Directions: State how many lines in the records below contain the string "response". Give only the number.
[start of Records provided]
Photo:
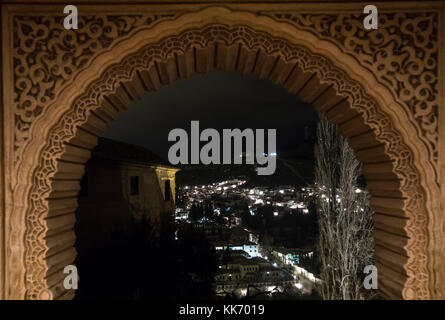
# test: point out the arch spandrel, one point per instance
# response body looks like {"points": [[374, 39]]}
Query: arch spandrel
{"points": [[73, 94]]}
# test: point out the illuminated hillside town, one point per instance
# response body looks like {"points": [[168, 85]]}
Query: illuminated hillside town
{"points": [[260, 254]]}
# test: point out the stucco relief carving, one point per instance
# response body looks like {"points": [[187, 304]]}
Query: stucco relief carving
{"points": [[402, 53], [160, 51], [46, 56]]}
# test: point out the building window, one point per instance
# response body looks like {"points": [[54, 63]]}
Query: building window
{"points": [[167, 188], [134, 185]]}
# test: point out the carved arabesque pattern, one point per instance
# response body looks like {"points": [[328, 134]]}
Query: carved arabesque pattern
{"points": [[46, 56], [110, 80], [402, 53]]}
[end of Records provided]
[start of Records provided]
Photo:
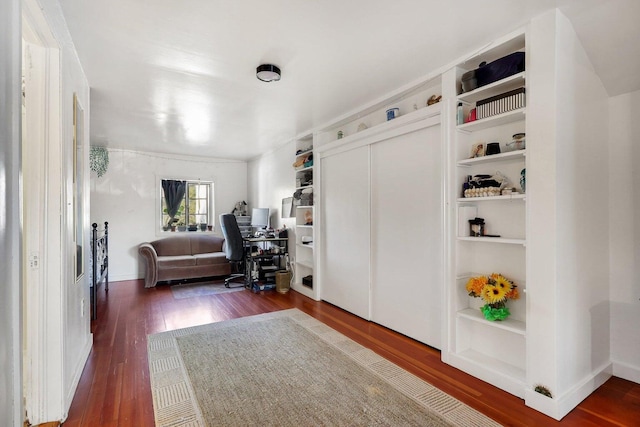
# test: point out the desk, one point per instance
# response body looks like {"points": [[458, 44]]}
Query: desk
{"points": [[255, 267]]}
[end of Records provided]
Reply to the task: 6